Reading through the lines below, count those that include the string "green"; the answer is that number and nothing else.

◆ EXERCISE INPUTS ◆

= = = =

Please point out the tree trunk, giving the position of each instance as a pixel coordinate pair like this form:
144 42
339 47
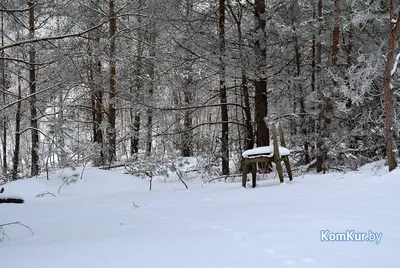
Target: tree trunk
249 142
187 136
320 157
112 135
135 114
261 104
222 90
152 73
4 87
32 91
14 173
96 93
336 33
394 29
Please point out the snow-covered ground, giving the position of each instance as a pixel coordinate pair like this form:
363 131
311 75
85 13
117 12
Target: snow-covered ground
109 220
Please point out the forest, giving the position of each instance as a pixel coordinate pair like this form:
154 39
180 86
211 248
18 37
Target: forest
142 83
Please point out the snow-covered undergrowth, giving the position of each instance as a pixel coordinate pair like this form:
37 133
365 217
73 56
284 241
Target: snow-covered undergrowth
107 219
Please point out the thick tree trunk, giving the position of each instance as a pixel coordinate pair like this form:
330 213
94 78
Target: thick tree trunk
135 114
320 153
32 91
152 73
261 104
249 142
187 136
96 94
112 134
14 173
394 29
336 33
222 91
4 87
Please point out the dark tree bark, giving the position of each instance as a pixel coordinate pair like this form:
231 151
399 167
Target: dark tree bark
223 91
112 135
96 92
32 91
4 87
320 153
14 173
261 101
336 32
135 114
249 143
394 30
187 136
152 72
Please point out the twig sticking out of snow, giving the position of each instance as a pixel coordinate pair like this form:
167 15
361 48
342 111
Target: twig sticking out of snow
3 234
45 193
180 175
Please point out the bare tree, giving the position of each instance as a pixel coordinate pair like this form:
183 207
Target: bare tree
222 90
32 87
260 47
112 135
394 30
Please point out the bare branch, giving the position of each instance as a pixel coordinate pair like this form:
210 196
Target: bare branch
50 38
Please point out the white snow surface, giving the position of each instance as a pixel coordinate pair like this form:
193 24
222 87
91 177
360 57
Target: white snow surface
265 151
111 220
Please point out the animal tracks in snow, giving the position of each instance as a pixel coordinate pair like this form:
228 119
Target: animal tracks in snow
236 236
289 262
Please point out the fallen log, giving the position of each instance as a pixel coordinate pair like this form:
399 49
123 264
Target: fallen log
9 199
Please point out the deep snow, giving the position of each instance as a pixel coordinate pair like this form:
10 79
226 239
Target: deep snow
108 219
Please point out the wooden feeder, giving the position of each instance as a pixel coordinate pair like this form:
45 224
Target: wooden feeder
267 154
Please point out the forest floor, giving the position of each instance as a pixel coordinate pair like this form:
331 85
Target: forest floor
108 219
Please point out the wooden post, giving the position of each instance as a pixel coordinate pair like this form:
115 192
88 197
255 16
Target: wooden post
253 174
277 157
244 173
285 158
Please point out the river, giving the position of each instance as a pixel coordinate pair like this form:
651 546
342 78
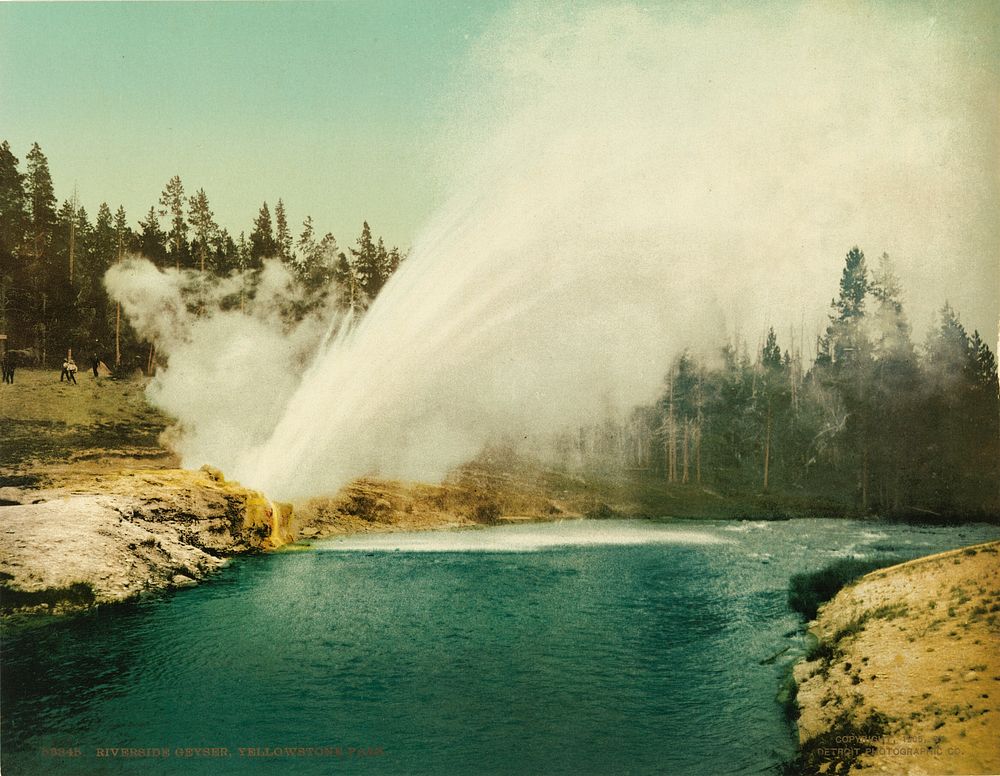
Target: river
581 647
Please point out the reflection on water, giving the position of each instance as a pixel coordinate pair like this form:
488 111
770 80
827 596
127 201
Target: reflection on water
578 648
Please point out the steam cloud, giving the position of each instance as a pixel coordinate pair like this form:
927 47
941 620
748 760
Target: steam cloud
628 183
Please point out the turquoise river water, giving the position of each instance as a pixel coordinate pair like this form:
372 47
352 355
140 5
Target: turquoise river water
578 647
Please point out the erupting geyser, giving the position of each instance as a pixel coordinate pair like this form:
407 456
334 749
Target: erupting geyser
638 183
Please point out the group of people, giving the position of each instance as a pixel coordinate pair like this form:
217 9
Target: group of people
69 370
9 363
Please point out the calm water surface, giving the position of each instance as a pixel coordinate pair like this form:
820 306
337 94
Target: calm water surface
569 648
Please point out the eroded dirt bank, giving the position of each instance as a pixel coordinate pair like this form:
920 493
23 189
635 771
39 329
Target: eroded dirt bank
89 539
116 537
905 675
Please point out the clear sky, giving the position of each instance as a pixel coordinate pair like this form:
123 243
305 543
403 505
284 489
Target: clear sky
332 106
775 131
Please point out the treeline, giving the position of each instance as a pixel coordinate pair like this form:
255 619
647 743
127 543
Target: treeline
53 258
875 425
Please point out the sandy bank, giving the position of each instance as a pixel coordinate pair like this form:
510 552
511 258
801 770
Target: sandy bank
94 540
905 675
113 538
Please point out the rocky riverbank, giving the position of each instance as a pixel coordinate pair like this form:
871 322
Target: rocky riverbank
118 537
904 673
91 539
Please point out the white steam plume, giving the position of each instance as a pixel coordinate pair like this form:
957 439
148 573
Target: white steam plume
628 183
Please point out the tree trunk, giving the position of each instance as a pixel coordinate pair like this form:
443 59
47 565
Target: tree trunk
697 453
684 452
767 447
118 335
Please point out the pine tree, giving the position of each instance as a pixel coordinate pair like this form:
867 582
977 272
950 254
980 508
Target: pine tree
172 202
122 238
204 226
152 241
367 263
41 201
13 208
262 242
283 237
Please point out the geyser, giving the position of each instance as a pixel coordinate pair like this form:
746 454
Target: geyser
627 184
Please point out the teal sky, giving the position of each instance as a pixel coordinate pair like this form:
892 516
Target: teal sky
334 107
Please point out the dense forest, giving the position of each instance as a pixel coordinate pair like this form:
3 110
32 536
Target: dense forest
53 258
876 424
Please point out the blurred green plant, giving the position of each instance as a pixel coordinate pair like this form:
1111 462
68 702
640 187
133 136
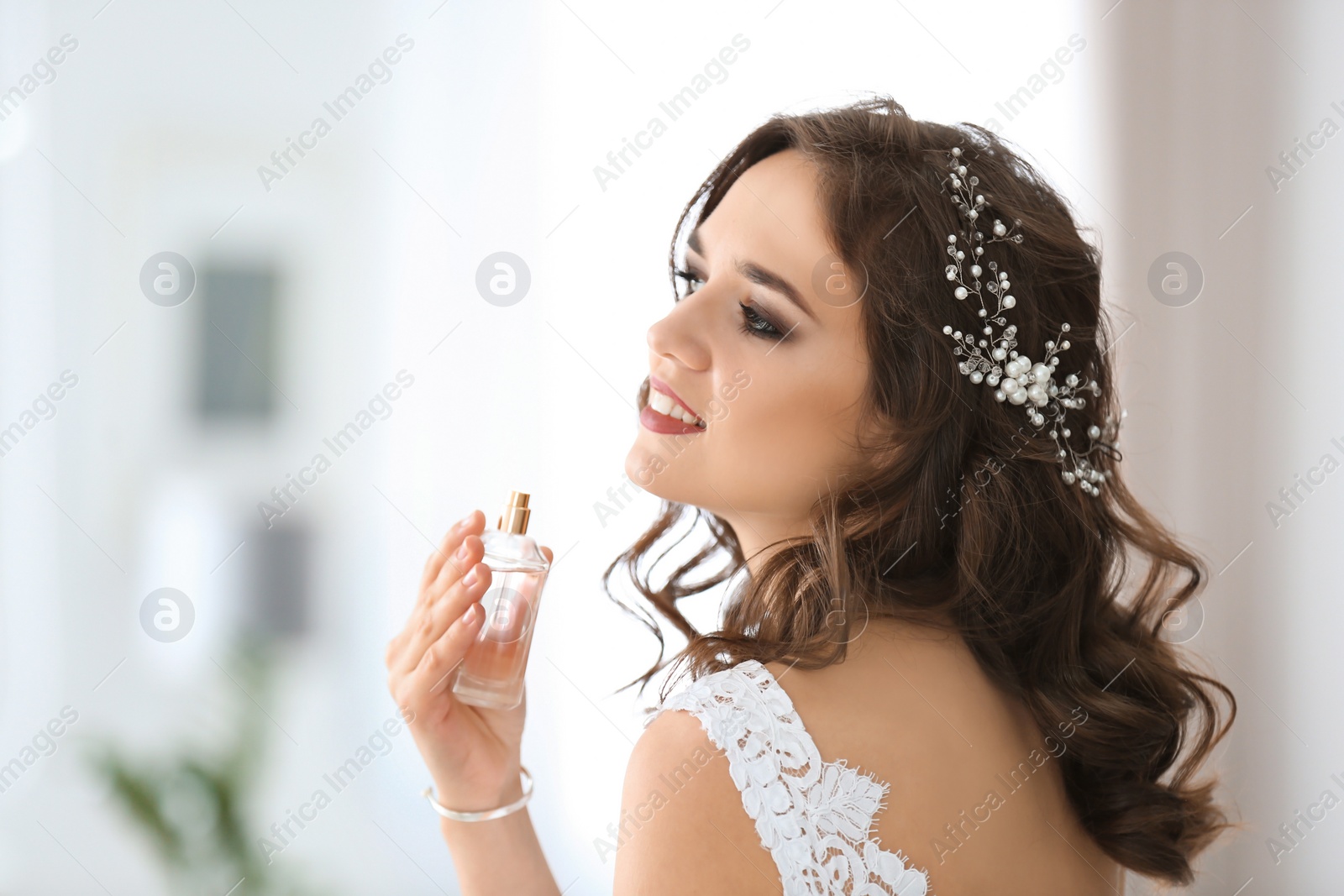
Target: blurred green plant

= = = =

◆ EXERCISE ANSWER ◆
2